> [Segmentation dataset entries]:
◇ ◇ ◇ ◇ ◇
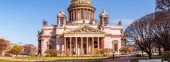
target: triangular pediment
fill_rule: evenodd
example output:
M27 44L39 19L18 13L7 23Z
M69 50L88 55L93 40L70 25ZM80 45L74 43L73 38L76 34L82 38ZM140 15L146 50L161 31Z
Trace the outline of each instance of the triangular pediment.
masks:
M104 32L98 29L95 29L95 28L91 28L89 26L83 26L83 27L68 31L66 33L101 33L102 34Z

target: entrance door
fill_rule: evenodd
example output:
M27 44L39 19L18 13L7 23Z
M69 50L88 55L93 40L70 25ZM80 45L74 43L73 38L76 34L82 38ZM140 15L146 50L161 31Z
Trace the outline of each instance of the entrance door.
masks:
M86 48L86 44L83 44L83 54L87 54L87 48Z

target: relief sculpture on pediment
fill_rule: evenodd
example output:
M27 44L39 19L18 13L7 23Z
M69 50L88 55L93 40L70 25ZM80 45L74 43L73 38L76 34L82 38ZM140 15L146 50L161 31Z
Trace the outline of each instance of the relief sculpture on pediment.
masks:
M71 31L70 33L95 33L95 32L99 33L101 31L87 27L87 26L84 26L83 28Z

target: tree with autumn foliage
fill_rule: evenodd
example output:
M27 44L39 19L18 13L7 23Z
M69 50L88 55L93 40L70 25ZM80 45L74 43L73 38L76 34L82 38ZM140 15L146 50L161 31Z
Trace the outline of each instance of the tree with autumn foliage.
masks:
M5 50L8 49L8 47L9 47L9 41L7 41L5 39L0 39L0 56L3 55Z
◇ ◇ ◇ ◇ ◇
Reproduce every line of the entries above unchanged, leaving out the pictures.

target: triangular pediment
fill_rule: evenodd
example output:
M27 44L39 19L18 13L7 23Z
M69 50L88 55L93 40L70 25ZM80 45L74 43L73 38L76 34L82 38ZM140 15L146 50L161 31Z
Trace the outline of each instance of the triangular pediment.
masks:
M104 32L98 29L95 29L95 28L91 28L89 26L83 26L83 27L68 31L66 33L101 33L102 34Z

target: entrance door
fill_rule: evenodd
example output:
M27 44L39 19L18 13L7 23Z
M69 50L88 55L93 40L70 25ZM80 45L74 43L73 38L76 34L82 38ZM140 15L146 50L161 31Z
Trace the outline of each instance of the entrance door.
masks:
M86 48L86 44L83 44L83 54L87 54L87 48Z

target: relief sculpture on pediment
fill_rule: evenodd
example output:
M27 44L39 19L18 13L7 23Z
M69 50L88 55L93 40L70 25ZM80 45L74 43L73 38L76 34L82 38ZM140 15L146 50L161 31Z
Trace the outline of each instance of the relief sculpture on pediment.
masks:
M71 31L70 33L95 33L95 32L99 33L101 31L87 27L87 26L84 26L83 28Z

target: tree with autumn foliage
fill_rule: evenodd
example output:
M27 44L39 19L18 13L7 23Z
M69 50L88 55L93 40L70 25ZM80 45L74 43L73 38L76 34L82 38ZM140 15L146 50L161 31Z
Trace the outline of each instance of the tree with autumn foliage.
masks:
M5 50L8 49L8 47L9 47L9 41L7 41L5 39L0 39L0 56L3 55Z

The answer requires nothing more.